Instructions for the task: Copy the entries below exactly. Images do not belong in the copy.

Excerpted data:
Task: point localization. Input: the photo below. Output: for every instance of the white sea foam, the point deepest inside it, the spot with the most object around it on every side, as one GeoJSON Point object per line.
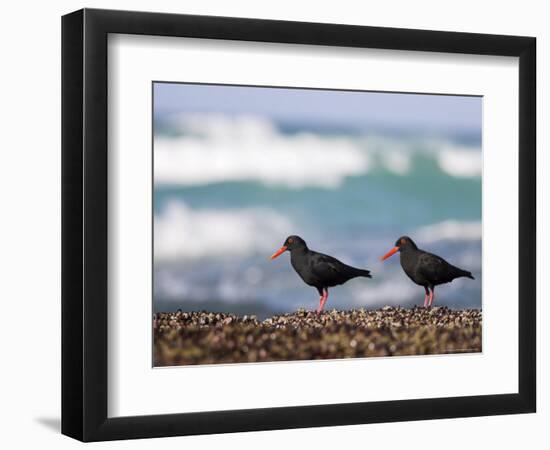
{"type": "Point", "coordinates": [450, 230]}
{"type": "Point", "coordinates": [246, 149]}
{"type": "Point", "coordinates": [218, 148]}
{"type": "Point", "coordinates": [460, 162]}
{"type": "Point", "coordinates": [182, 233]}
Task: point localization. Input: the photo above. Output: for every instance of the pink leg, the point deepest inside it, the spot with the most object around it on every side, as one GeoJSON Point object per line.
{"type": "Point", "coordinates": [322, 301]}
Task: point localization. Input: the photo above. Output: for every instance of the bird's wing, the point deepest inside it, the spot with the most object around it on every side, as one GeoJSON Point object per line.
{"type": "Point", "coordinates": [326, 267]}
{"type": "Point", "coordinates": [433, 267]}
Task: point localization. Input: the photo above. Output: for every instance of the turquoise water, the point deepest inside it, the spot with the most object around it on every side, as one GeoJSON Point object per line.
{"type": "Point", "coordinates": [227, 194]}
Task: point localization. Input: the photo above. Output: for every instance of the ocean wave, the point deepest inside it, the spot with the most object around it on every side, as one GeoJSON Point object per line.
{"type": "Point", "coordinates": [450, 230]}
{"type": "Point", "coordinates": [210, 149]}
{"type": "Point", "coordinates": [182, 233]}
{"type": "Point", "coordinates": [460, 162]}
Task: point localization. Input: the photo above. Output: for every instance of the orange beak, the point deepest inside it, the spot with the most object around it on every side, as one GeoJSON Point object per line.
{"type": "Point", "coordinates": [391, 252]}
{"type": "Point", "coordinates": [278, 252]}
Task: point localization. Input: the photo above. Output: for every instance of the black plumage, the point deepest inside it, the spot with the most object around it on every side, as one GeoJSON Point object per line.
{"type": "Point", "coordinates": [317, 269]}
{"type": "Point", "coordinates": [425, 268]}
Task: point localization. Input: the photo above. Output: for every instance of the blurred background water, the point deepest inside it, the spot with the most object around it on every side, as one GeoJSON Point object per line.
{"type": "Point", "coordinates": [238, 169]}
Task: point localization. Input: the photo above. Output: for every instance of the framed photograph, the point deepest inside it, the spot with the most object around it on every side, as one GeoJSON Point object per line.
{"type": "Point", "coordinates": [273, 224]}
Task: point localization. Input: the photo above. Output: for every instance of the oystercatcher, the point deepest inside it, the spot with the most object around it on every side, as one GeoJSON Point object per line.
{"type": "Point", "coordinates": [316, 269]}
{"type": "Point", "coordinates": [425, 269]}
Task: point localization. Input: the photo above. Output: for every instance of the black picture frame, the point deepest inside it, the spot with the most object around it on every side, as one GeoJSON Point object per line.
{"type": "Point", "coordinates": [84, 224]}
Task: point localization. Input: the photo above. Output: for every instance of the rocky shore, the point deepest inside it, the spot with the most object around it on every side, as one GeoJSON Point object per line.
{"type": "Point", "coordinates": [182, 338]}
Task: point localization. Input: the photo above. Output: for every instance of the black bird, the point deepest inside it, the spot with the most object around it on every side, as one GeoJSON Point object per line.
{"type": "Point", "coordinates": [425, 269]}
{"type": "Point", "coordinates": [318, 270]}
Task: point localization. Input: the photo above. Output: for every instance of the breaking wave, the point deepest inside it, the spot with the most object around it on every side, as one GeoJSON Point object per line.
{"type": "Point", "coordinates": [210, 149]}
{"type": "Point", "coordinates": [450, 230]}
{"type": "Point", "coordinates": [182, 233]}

Written answer:
Task: point localization. Input: the photo below. Output: for every instance of the white sea foam, the point deepest inside it, the spot with the most object around it on every side, as one GeoJSON Point object per line.
{"type": "Point", "coordinates": [450, 230]}
{"type": "Point", "coordinates": [246, 149]}
{"type": "Point", "coordinates": [218, 148]}
{"type": "Point", "coordinates": [460, 162]}
{"type": "Point", "coordinates": [182, 233]}
Task: point localization. Input: the photo above. Output: for every instance of the pink leg, the point deepest inside it, the spot with the most object around it on every side, as one GeoJSON Point object per line.
{"type": "Point", "coordinates": [322, 301]}
Task: point localization. Input: the photo above. Output: for every instance of the bird's wing, the point deepest inside it, the spot with the most object around it on every side, as one GeoJSON Point object per line.
{"type": "Point", "coordinates": [326, 267]}
{"type": "Point", "coordinates": [433, 267]}
Task: point localization. Input: the photo above. Output: for every instance of the turquoise water, the point deepest inside it, the spot with the most object around it on every side, as one GeoJSON Point object per line.
{"type": "Point", "coordinates": [227, 194]}
Task: point localization. Input: the photo above. Output: for every instance of the ocean wave, the point deepest inside it, the spot with the most object around it on every side, as one GeoJSON Point object per line.
{"type": "Point", "coordinates": [450, 230]}
{"type": "Point", "coordinates": [210, 149]}
{"type": "Point", "coordinates": [182, 233]}
{"type": "Point", "coordinates": [460, 162]}
Task: point localization. Input: the photo above. Output: for every instance of the orange beak, the point deepest inside it, the spot with the most object around it on every side, as one GeoJSON Point object per line.
{"type": "Point", "coordinates": [391, 252]}
{"type": "Point", "coordinates": [278, 252]}
Task: point localization. Input: the photo above. Output: for every instance of the black plumage, the point deepest inside it, the spot with the most object around it on every side, as one GeoJSON Point object per line.
{"type": "Point", "coordinates": [317, 269]}
{"type": "Point", "coordinates": [425, 268]}
Task: point localization. Input: the photo above. Output: for every instance of the blurred background water, the point deepest inside it, the spot with the most object around it on every side, as one GeoJSON Point object per line.
{"type": "Point", "coordinates": [238, 169]}
Task: point localization. Input: the photo above. Output: for every instance of the framed photograph, the point deepest inside it, the spot with the most object around it on every side, as one GeoJSON Point object per line.
{"type": "Point", "coordinates": [273, 224]}
Task: point localization. Input: the photo above. Output: for every instance of the oystercatcher, the point deepest inside it, the spot with the most object around it on every side, as one GeoJSON Point object per line.
{"type": "Point", "coordinates": [316, 269]}
{"type": "Point", "coordinates": [425, 269]}
Task: point localization. Input: the photo above. Output: for every instance of the black picture frame, the point deepest inside it, the spot with the most object around it on every side, as one GeoJSON Point object per line.
{"type": "Point", "coordinates": [84, 224]}
Task: point localization. Input: the photo above. Output: for every instance of the rocky shore, the point deepest inside it, the spot with the most object around it on every side, as one GeoJSON Point object per line.
{"type": "Point", "coordinates": [182, 338]}
Task: point localization. Input: the photo above. Output: for every instance of the black bird, the point deepest inside it, the spot with the most object around it on every side, as one GeoJSON Point object per line.
{"type": "Point", "coordinates": [425, 269]}
{"type": "Point", "coordinates": [318, 270]}
Task: point localization. Input: the photo above. Output: for every instance of the breaking wave, the point deepest inside it, the spot with the most object around it on every side, as one GeoJSON Point object per line.
{"type": "Point", "coordinates": [210, 149]}
{"type": "Point", "coordinates": [450, 230]}
{"type": "Point", "coordinates": [182, 233]}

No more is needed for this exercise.